**WHAT YOU NEED TO DO**
Retype all of the data exactly as given.

**RECORD EXCERPTS**
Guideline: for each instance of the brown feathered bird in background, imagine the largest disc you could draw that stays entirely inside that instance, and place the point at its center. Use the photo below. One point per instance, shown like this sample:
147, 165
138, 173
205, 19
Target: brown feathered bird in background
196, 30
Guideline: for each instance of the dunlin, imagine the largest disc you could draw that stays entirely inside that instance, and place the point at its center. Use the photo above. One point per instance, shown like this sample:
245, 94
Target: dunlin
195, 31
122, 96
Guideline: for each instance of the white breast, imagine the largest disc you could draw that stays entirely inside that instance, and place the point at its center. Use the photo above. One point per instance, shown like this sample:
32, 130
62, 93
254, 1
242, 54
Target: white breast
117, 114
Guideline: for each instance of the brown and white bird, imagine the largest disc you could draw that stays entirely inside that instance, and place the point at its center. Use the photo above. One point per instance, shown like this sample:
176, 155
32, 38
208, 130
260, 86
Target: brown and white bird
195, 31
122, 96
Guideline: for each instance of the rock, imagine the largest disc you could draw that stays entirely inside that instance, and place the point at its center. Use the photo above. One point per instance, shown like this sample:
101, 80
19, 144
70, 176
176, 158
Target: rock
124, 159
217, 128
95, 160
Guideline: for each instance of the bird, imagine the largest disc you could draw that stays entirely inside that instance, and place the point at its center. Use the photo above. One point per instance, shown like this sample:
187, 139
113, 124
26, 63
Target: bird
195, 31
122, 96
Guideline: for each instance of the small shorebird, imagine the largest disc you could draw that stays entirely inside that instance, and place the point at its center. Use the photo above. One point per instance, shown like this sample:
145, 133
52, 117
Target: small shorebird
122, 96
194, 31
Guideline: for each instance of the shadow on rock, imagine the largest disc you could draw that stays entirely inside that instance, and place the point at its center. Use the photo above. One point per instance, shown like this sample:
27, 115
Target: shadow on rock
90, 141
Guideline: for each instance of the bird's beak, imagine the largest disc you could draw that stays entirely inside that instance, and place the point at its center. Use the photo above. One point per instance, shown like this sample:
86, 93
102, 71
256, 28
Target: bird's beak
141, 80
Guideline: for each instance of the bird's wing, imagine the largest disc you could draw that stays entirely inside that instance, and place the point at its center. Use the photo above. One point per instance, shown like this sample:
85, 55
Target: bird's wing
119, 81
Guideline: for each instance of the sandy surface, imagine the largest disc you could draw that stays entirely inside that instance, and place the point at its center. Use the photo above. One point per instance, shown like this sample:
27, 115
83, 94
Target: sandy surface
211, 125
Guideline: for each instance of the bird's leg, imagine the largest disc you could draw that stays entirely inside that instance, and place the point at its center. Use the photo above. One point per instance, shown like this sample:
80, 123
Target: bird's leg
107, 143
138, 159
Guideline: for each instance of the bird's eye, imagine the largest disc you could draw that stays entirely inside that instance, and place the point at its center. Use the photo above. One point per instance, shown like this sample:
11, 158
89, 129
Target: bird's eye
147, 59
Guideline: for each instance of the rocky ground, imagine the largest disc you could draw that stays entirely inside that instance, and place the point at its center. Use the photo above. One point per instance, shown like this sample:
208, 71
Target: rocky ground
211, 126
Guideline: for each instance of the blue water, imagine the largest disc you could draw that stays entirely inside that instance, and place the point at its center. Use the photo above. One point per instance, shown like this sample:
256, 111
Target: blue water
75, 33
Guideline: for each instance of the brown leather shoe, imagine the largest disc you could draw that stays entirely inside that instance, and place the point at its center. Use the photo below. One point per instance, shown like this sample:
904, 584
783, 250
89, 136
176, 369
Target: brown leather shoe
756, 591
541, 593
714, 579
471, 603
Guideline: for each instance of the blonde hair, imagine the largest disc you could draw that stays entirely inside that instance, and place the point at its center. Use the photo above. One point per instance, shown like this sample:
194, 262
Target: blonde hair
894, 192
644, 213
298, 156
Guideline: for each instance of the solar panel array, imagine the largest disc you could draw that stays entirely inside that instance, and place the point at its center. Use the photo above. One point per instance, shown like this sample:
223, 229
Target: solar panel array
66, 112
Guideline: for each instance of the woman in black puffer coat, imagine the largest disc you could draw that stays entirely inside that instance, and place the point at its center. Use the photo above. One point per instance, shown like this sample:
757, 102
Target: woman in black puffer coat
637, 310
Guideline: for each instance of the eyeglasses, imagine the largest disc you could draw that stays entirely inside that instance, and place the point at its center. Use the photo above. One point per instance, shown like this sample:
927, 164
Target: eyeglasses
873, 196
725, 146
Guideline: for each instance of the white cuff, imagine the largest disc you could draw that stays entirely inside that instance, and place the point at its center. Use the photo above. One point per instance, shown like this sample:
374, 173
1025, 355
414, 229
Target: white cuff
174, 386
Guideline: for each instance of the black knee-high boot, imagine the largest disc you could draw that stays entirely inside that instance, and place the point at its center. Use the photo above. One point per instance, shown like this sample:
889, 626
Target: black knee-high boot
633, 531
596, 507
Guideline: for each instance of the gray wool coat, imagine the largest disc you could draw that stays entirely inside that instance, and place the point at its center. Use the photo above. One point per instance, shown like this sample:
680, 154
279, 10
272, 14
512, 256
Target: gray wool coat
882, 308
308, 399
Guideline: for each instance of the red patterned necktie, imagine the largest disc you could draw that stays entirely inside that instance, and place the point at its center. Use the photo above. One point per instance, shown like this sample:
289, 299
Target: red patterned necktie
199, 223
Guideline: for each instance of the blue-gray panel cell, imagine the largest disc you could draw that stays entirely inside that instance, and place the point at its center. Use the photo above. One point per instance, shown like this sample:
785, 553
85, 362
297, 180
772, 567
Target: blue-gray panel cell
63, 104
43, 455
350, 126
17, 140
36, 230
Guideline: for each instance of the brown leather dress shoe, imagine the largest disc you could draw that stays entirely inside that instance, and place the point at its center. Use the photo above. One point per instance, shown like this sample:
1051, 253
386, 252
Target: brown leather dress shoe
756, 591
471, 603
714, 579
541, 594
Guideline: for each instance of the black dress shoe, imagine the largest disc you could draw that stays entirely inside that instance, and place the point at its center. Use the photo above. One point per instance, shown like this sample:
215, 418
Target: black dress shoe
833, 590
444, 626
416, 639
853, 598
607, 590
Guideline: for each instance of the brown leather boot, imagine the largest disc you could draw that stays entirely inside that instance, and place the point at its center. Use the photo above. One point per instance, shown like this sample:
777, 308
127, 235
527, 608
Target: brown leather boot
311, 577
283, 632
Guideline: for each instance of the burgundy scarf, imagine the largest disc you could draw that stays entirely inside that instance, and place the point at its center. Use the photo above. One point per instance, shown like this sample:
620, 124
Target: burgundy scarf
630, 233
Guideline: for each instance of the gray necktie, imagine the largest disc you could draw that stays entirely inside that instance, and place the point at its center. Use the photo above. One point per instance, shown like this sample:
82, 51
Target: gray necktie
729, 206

**TASK OUTPUT**
Guideline: for each instance of the brown feathered bird in background, imagine the largest disc you could draw that stays entirely inside that instance, and place the point at its center. Use the photo below. One point per instance, shown like this sample:
147, 165
138, 173
205, 19
Target: brown feathered bird in background
196, 30
Guideline: for each instance of the dunlin, imagine the largest disc you could draw that stays entirely inside that instance, and place the point at its center. Use the photo above. One point per instance, shown like this sample:
245, 94
Target: dunlin
195, 31
122, 96
Guideline: for each instance of the white breast, imagine the largest disc you could draw that stays entirely inside that instance, and place the point at its center. Use the photo above. One point per instance, shown like this sample:
32, 130
62, 93
254, 1
242, 54
Target: white breast
117, 114
Guideline: for each instance of the brown and white bird, imagine the largest disc you could draw that stays entirely inside that instance, and place the point at its center. Use the photo above. One point per instance, shown like this sample:
176, 155
32, 38
208, 130
260, 86
Target: brown and white bird
195, 31
122, 96
Guideline: for each instance of the rock, imagine the largest disc you could draw that stays entirely inside that instance, and place the point at its center. Use the photo above. One point per instance, shown like this sample:
101, 80
19, 144
70, 176
176, 158
Target: rock
124, 159
217, 128
95, 160
Guideline: for each instance of the bird, imagine the largest disc you could draw that stays entirely inside that instance, and place the point at its center. Use the photo above. One point per instance, shown like this sample:
187, 139
113, 124
26, 63
Target: bird
195, 31
122, 96
Guideline: for each instance of the small shorebird, imagine the largest disc you could draw that stays entirely inside that instance, and place the point at its center. Use the photo above. One point per instance, shown like this sample:
145, 133
52, 117
Target: small shorebird
122, 96
194, 31
Guideline: for each instance of the shadow on rock, imagine the largest disc you could draw that stays entirely inside that instance, and place the point at its center. Use the photo above. One point per instance, shown like this sample:
27, 115
Target: shadow on rock
90, 141
Guideline: for each instance of the bird's beak, imagine the largest disc you could draw that stays entirely inside that instance, and place the point at its center. Use the photo above. One point per instance, shown like this sample:
86, 93
102, 71
256, 28
Target: bird's beak
141, 80
Guideline: for each instance of the bird's wing, imagine the largest disc you could draw that stays entirely inside that instance, and place the point at its center. Use the photo above. One point per instance, shown like this sample:
85, 55
Target: bird's wing
119, 81
Guideline: for each instance of the sandy surface, imagine the largest disc you could draw that stays entirely inside that instance, and place the point at its center. Use the photo above. One point per instance, shown like this sample:
27, 115
83, 94
Target: sandy surface
211, 125
Guideline: for each instance of the bird's leg, imagine the largest disc you could draw that stays entirely inside that instance, and place the point at its center. Use the photo above. One point per instance, shown like this sample:
80, 123
Target: bird's leg
107, 143
138, 159
Guideline: for each instance of the bird's eye, imagine the largest disc you could draw that stays entirely inside that instance, and place the point at its center. Use the photo above. One point per instance, shown like this sample:
11, 158
89, 129
Target: bird's eye
147, 59
Guideline: for each instance of the rocky ground, imagine the largest disc you could draw that stays entirely inside that instance, and place the point at its center. Use the photo above. One point per instance, shown like this sample:
208, 71
Target: rocky ground
211, 126
Guideline: for each instance of the blue water, imagine the largest disc you could draw that stays entirely inside that instance, and place the point at its center. Use the photo above. One point per instance, shown like this sample:
256, 111
Target: blue water
75, 33
Guideline: for each instance of the brown leather shoe, imagine the largest disc you could draw that stays entirely inside that instance, and place the point at its center. Use the photo below. One point per instance, shown like this sample:
904, 584
783, 250
89, 136
176, 369
Target: brown leather shoe
756, 591
541, 593
714, 579
471, 603
Guideline: for each instance of the blonde hair, imagine the largest disc you could draw that stays entirely inside that instance, and place the point at its center. Use the photo above. One point per instance, shown like this sample:
194, 262
Target: blonde hair
894, 192
644, 213
298, 156
Guideline: for each instance of the solar panel array, imagine the largest disc you could draw that stays entirely inside that instance, and place the point at its center. Use the photo above. One point per instance, shown like this sample:
223, 229
Target: solar panel array
66, 112
Guideline: for each instance of the woman in black puffer coat, imagine the largest disc you could draw that stays entirely inside that instance, and place the point at its center. Use the photo above. One point per instance, shown like this sample:
757, 102
Target: woman in black puffer coat
637, 310
Guideline: for each instance of the eyeglasses, imagine the largest disc you could draw that stays entirely inside that instance, and place the point at its center. Use the photo above. One point per instance, shown like this sample:
927, 164
Target: eyeglasses
873, 196
725, 146
Guideline: for each instance of the white cuff, imagine the largest disc you could draw that stays entirely inside that instance, and place the point at its center. Use the photo above. One point per instance, shown like this sample:
374, 173
1025, 355
414, 229
Target: white cuff
174, 386
Guideline: for each instance of the black knee-high boot, imagine the largest disc you could draw that stays entirely inside that instance, and place the point at its center. Use the photo above. One point per instance, shown like this sample:
889, 626
Target: black knee-high boot
633, 531
596, 507
Guideline: for each instance of the gray wool coat, imagine the largest disc you could draw that stays entirely inside that instance, and place the point at its center. Use the photo above. One point per instance, shown like this sample:
680, 154
279, 10
272, 14
512, 256
Target: gray wool coat
882, 308
308, 399
Guideline: for each instance of the red patterned necktie, imagine the largest disc you could draw that stays entirely inside that instance, and place the point at its center. Use the photo above. One point per instance, shown like this sample:
289, 299
Target: red patterned necktie
199, 223
Guideline: for each instance of the blue-gray panel cell, imagine the largest disc you could draw that stays entirely inside that instance, and place the point at its center. Use the photo above. One point per instance, shown like this sample:
785, 553
85, 362
297, 180
772, 567
Target: blue-gray panel cell
63, 104
43, 455
350, 126
17, 140
36, 230
Guideline: for each instance of the brown leather dress shoe, imagine the largest disc you could draw that stays entirely inside that instance, and place the point at its center. Use the photo above. One point per instance, shown like this sample:
1051, 253
386, 252
Target: brown leather dress shoe
756, 591
471, 603
714, 579
541, 594
Guideline: for each instance of the black dress shoe, imagine the largest disc you could draw that stays entirely inside that instance, and place the point at its center. Use the photo above. One point per instance, shown like this sample:
215, 418
Target: black dress shoe
833, 590
444, 626
416, 639
853, 598
607, 590
Guideline: for each instance of the brown leather boot, imagine the largest disc you could draw that stays entirely inside that instance, and place the point at its center. Use the photo above. One point per instance, shown like this sample:
777, 308
127, 235
527, 608
Target: brown leather boot
311, 577
283, 632
Guideline: for each instance of the burgundy scarf, imagine the largest disc you could draw that stays entirely inside that instance, and place the point at its center. Use the photo above. One point per instance, shown like this sample:
620, 124
Target: burgundy scarf
630, 233
Guideline: for each instance of the gray necktie, imagine the largest disc you could draw that stays entirely inside that instance, and place the point at its center. Use the photo above. One point per instance, shown like this sample:
82, 51
Target: gray necktie
729, 206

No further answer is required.